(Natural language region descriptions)
= = =

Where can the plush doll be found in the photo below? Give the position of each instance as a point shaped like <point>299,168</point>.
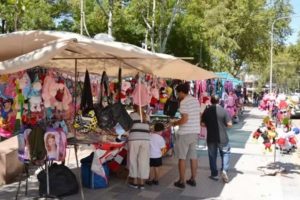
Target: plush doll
<point>7,119</point>
<point>10,87</point>
<point>63,97</point>
<point>163,96</point>
<point>25,85</point>
<point>272,135</point>
<point>266,141</point>
<point>49,91</point>
<point>35,98</point>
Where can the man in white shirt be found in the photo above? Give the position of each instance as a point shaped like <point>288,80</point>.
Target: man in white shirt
<point>186,140</point>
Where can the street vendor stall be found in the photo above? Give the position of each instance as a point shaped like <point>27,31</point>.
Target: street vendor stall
<point>69,54</point>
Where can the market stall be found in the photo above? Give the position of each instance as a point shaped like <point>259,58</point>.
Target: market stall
<point>48,95</point>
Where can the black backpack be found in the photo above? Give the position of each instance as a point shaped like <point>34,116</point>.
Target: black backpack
<point>62,181</point>
<point>171,105</point>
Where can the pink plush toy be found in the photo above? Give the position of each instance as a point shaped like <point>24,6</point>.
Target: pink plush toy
<point>145,96</point>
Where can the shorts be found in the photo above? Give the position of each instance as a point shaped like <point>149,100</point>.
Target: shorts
<point>155,162</point>
<point>185,146</point>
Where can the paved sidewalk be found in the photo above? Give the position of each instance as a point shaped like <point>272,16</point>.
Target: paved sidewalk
<point>246,181</point>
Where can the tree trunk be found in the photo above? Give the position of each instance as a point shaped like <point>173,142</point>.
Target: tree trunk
<point>110,17</point>
<point>169,27</point>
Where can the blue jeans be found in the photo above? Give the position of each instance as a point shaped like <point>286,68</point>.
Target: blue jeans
<point>213,154</point>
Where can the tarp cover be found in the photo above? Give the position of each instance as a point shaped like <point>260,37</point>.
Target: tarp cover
<point>27,49</point>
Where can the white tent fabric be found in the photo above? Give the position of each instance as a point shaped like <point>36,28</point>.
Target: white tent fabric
<point>27,49</point>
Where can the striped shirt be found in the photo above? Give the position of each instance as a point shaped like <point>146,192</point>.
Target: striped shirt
<point>139,131</point>
<point>190,106</point>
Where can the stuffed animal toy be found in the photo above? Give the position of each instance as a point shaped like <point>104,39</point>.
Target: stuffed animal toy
<point>25,85</point>
<point>163,96</point>
<point>257,133</point>
<point>10,87</point>
<point>7,119</point>
<point>35,98</point>
<point>56,95</point>
<point>49,91</point>
<point>266,141</point>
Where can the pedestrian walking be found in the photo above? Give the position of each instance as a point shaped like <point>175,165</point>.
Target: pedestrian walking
<point>157,148</point>
<point>216,120</point>
<point>139,148</point>
<point>186,139</point>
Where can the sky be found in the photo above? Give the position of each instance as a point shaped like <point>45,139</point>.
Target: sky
<point>295,23</point>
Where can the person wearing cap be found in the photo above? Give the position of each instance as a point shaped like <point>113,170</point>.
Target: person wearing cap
<point>187,136</point>
<point>139,148</point>
<point>216,119</point>
<point>157,148</point>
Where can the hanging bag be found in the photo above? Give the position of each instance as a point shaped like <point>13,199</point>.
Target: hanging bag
<point>86,98</point>
<point>171,105</point>
<point>104,115</point>
<point>120,114</point>
<point>85,120</point>
<point>115,113</point>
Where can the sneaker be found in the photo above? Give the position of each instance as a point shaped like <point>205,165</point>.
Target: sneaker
<point>225,177</point>
<point>141,187</point>
<point>155,182</point>
<point>191,182</point>
<point>132,185</point>
<point>215,178</point>
<point>179,184</point>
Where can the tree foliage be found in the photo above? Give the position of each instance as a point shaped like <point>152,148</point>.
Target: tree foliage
<point>227,35</point>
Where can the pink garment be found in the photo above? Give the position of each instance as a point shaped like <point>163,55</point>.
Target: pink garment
<point>10,89</point>
<point>5,133</point>
<point>48,94</point>
<point>55,143</point>
<point>231,111</point>
<point>154,92</point>
<point>145,95</point>
<point>230,101</point>
<point>66,100</point>
<point>203,133</point>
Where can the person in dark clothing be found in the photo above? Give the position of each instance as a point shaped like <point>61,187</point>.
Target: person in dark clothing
<point>216,120</point>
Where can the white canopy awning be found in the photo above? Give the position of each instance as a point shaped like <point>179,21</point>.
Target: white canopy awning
<point>27,49</point>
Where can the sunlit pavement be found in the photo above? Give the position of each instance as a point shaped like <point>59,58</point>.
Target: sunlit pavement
<point>250,178</point>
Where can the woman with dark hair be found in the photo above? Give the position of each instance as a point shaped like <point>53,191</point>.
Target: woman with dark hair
<point>139,148</point>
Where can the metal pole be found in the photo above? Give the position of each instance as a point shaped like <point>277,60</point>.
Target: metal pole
<point>271,58</point>
<point>81,17</point>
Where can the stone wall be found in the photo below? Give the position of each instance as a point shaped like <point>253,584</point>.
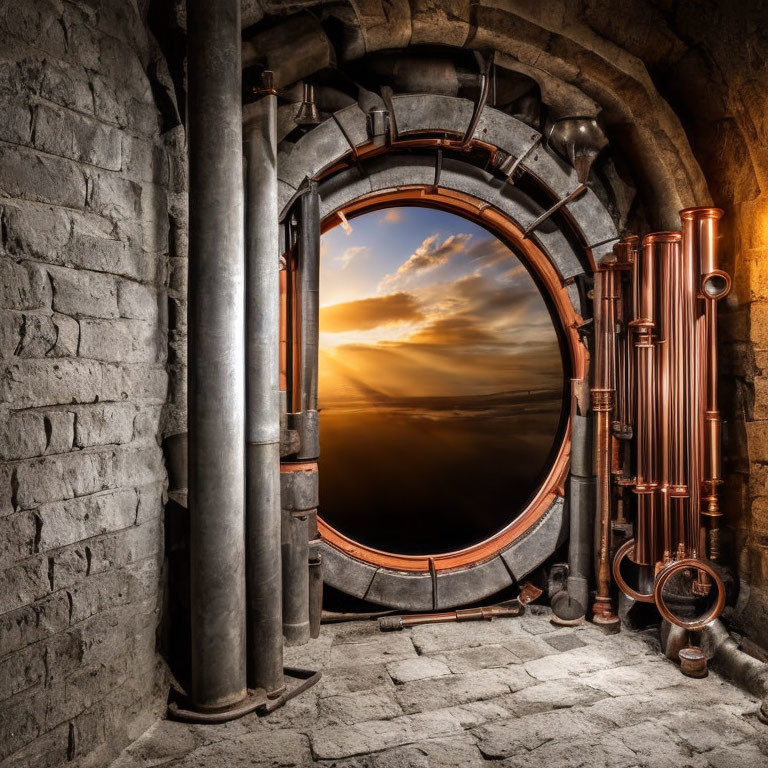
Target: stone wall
<point>84,270</point>
<point>709,61</point>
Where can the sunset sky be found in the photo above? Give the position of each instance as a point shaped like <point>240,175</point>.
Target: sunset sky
<point>420,302</point>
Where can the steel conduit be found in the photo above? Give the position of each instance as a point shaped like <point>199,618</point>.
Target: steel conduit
<point>263,517</point>
<point>216,372</point>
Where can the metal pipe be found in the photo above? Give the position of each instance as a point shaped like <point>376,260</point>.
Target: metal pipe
<point>295,549</point>
<point>263,521</point>
<point>715,285</point>
<point>645,422</point>
<point>216,372</point>
<point>308,288</point>
<point>737,665</point>
<point>315,588</point>
<point>299,487</point>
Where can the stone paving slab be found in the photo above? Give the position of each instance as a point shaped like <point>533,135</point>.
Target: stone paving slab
<point>514,693</point>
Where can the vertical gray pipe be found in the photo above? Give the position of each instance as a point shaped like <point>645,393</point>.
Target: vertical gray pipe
<point>262,447</point>
<point>216,372</point>
<point>309,336</point>
<point>300,487</point>
<point>570,605</point>
<point>296,629</point>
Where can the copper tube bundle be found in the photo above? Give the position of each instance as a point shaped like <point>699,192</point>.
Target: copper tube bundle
<point>657,375</point>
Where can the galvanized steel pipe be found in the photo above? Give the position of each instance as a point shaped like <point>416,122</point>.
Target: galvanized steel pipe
<point>216,372</point>
<point>263,520</point>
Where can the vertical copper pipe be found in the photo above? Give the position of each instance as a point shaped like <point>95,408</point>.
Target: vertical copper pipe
<point>644,325</point>
<point>603,400</point>
<point>715,285</point>
<point>667,246</point>
<point>283,328</point>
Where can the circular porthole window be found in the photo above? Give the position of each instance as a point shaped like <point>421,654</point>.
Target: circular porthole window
<point>442,385</point>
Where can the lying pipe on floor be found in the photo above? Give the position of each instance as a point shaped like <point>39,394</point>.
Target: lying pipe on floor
<point>737,665</point>
<point>718,645</point>
<point>514,607</point>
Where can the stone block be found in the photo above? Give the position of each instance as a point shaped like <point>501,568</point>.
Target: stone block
<point>67,85</point>
<point>420,668</point>
<point>36,231</point>
<point>757,440</point>
<point>144,160</point>
<point>340,741</point>
<point>68,134</point>
<point>17,537</point>
<point>67,522</point>
<point>49,750</point>
<point>82,473</point>
<point>107,102</point>
<point>104,424</point>
<point>363,677</point>
<point>155,227</point>
<point>393,647</point>
<point>124,341</point>
<point>34,383</point>
<point>23,286</point>
<point>379,704</point>
<point>32,623</point>
<point>23,719</point>
<point>419,696</point>
<point>179,272</point>
<point>67,336</point>
<point>112,195</point>
<point>38,22</point>
<point>29,175</point>
<point>140,302</point>
<point>16,125</point>
<point>138,543</point>
<point>26,335</point>
<point>79,293</point>
<point>24,583</point>
<point>471,659</point>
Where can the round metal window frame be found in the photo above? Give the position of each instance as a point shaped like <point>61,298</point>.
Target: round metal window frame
<point>426,147</point>
<point>549,283</point>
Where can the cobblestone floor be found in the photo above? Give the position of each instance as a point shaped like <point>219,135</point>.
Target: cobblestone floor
<point>514,692</point>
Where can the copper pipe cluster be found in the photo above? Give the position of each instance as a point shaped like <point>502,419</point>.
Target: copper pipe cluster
<point>666,406</point>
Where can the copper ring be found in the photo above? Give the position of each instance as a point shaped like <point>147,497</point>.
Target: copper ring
<point>681,565</point>
<point>563,313</point>
<point>625,549</point>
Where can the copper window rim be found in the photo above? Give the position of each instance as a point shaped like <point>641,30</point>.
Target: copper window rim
<point>549,282</point>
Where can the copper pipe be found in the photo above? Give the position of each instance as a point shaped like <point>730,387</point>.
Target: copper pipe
<point>603,400</point>
<point>644,325</point>
<point>715,285</point>
<point>667,247</point>
<point>283,329</point>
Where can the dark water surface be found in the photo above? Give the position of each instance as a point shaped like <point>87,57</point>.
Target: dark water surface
<point>410,480</point>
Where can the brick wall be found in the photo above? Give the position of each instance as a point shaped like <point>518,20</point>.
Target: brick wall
<point>85,178</point>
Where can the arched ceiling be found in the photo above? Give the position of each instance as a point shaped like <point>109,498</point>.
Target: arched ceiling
<point>577,70</point>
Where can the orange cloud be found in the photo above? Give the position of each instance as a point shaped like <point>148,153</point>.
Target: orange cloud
<point>428,256</point>
<point>364,314</point>
<point>391,216</point>
<point>350,254</point>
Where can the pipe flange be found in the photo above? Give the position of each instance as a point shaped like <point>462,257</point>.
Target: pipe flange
<point>627,548</point>
<point>681,565</point>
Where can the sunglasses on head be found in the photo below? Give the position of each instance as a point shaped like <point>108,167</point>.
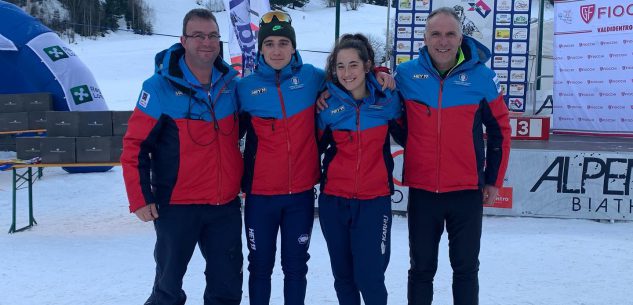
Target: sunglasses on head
<point>281,16</point>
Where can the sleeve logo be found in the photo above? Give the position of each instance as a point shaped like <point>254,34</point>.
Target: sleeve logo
<point>144,99</point>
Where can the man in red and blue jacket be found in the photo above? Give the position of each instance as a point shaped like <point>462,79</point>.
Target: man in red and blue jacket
<point>181,161</point>
<point>449,95</point>
<point>281,160</point>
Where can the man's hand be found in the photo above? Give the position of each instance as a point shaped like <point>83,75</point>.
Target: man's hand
<point>321,104</point>
<point>147,213</point>
<point>386,80</point>
<point>490,194</point>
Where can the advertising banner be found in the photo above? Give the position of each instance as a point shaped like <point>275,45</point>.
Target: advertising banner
<point>570,184</point>
<point>243,28</point>
<point>502,26</point>
<point>566,184</point>
<point>593,67</point>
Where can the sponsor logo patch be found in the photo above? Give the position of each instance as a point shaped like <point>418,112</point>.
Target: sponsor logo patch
<point>144,99</point>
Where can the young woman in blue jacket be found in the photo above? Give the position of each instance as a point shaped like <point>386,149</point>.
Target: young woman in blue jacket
<point>356,180</point>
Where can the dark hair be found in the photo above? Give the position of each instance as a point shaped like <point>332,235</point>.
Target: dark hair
<point>358,42</point>
<point>449,11</point>
<point>200,13</point>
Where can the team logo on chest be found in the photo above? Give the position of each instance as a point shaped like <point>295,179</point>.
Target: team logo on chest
<point>420,76</point>
<point>462,80</point>
<point>295,83</point>
<point>337,110</point>
<point>258,91</point>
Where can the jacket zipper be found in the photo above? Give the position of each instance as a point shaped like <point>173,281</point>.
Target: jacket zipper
<point>439,124</point>
<point>359,150</point>
<point>285,118</point>
<point>439,135</point>
<point>216,129</point>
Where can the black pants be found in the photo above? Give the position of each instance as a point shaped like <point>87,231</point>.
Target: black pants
<point>217,232</point>
<point>265,216</point>
<point>358,236</point>
<point>428,212</point>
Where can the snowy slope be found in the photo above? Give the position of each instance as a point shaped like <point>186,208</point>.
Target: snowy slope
<point>88,249</point>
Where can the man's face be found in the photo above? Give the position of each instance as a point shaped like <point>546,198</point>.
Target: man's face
<point>277,51</point>
<point>443,38</point>
<point>201,53</point>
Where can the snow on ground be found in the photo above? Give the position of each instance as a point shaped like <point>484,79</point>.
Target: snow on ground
<point>88,249</point>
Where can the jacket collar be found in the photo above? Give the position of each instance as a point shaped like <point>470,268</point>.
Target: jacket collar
<point>375,91</point>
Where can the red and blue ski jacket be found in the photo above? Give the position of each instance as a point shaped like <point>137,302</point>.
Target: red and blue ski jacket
<point>277,108</point>
<point>181,146</point>
<point>354,134</point>
<point>444,141</point>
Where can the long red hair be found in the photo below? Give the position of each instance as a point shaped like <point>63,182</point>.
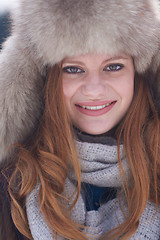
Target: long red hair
<point>46,158</point>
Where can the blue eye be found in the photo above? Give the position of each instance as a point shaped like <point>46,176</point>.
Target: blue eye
<point>113,67</point>
<point>72,70</point>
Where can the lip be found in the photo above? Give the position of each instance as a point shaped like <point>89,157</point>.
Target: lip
<point>98,112</point>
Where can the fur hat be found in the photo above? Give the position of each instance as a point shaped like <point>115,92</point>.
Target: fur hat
<point>45,32</point>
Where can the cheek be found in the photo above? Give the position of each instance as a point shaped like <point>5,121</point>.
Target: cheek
<point>67,91</point>
<point>126,88</point>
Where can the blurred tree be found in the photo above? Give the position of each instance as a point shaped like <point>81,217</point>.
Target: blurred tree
<point>4,27</point>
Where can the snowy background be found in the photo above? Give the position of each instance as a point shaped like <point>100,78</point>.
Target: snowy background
<point>7,5</point>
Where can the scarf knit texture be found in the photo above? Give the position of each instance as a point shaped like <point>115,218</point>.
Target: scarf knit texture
<point>99,166</point>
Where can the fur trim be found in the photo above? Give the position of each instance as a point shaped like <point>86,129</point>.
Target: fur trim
<point>45,32</point>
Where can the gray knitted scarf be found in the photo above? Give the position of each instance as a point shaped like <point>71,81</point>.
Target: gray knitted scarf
<point>99,167</point>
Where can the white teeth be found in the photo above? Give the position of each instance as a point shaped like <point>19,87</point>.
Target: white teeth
<point>96,107</point>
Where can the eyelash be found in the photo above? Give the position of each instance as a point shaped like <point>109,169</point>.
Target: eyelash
<point>78,70</point>
<point>68,70</point>
<point>117,65</point>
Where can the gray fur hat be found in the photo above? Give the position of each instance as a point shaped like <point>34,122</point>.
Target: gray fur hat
<point>46,31</point>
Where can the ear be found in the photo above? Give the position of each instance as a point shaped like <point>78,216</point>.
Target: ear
<point>21,81</point>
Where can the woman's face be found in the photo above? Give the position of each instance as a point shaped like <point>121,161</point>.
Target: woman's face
<point>98,90</point>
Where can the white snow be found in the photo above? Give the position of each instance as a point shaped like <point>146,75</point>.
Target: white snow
<point>7,5</point>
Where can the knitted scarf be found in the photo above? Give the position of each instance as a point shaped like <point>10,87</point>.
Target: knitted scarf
<point>99,166</point>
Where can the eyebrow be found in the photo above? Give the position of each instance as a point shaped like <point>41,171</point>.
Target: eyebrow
<point>70,61</point>
<point>116,58</point>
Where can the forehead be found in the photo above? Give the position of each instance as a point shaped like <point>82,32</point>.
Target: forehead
<point>94,56</point>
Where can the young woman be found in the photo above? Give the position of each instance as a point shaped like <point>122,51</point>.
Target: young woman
<point>79,124</point>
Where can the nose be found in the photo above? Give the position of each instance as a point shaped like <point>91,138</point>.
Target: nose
<point>94,86</point>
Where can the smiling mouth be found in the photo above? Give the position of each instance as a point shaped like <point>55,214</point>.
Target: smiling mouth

= = =

_WHAT TO PRODUCE:_ Drop the pictures; return the lines above from the line containing "Target: white canopy awning" to the line containing "Where can the metal pipe", both included, exactly.

_RESULT:_
Target: white canopy awning
<point>27,49</point>
Where can the sunlit pavement be found in the photo above? Give the position of each instance as a point shaped like <point>59,58</point>.
Target: sunlit pavement
<point>250,178</point>
Where can the woman with dark hair be found in the photo above? Give the position of each instance as a point shaped like <point>53,191</point>.
Target: woman with dark hair
<point>139,148</point>
Where can the metal pole be found in the photo above? Give the position of each instance as a point shaped like <point>277,60</point>.
Target: metal pole
<point>271,58</point>
<point>81,17</point>
Where can the stone wall be found in the photo below? Give the position of each instance as a point shaped like <point>253,584</point>.
Target: stone wall
<point>84,270</point>
<point>709,61</point>
Where can the sunset sky be found in the photo above? Give the position of each instance as a point shaped like <point>240,175</point>.
Target: sunset sky
<point>420,302</point>
Where can the steel conduit be found in the photo above? Give the position of each instance as a point shaped like <point>199,618</point>.
Target: steel conduit
<point>263,517</point>
<point>216,372</point>
Where can the metal pipe be found in the photo above? Give the position of each instance as a point shaped like <point>376,260</point>.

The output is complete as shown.